** Begin **
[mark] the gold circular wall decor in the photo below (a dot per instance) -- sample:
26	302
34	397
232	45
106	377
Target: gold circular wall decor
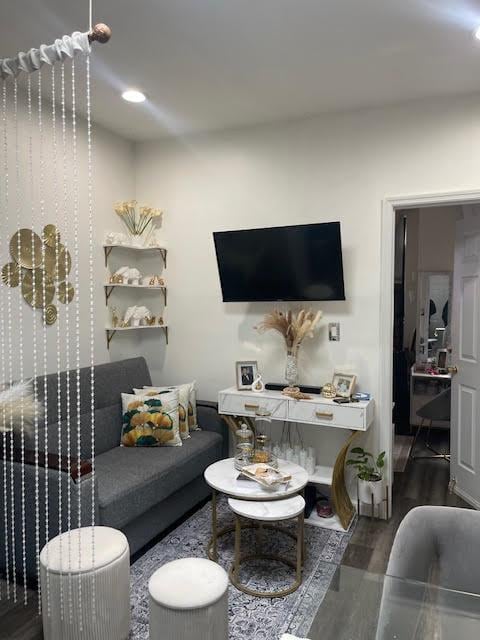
50	235
11	274
65	292
61	270
43	285
50	314
26	249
** End **
Exercise prompt -
Can you put the data above into a Markdown table with the columns Row and Line, giving each non-blank line its own numbered row and leaving the pictures out?

Worked solution -
| Row | Line |
|---|---|
| 1 | [mark] the gold circular wall decor in the photo below (a dot per instance) -- sample: |
| 2 | 26	302 |
| 3 | 34	397 |
| 4 | 232	45 |
| 5 | 106	377 |
| 6 | Target: gold circular wall decor |
| 7 | 50	235 |
| 8 | 11	274 |
| 9 | 65	292 |
| 10 | 61	270 |
| 11 | 43	285 |
| 12 | 50	314 |
| 13 | 26	249 |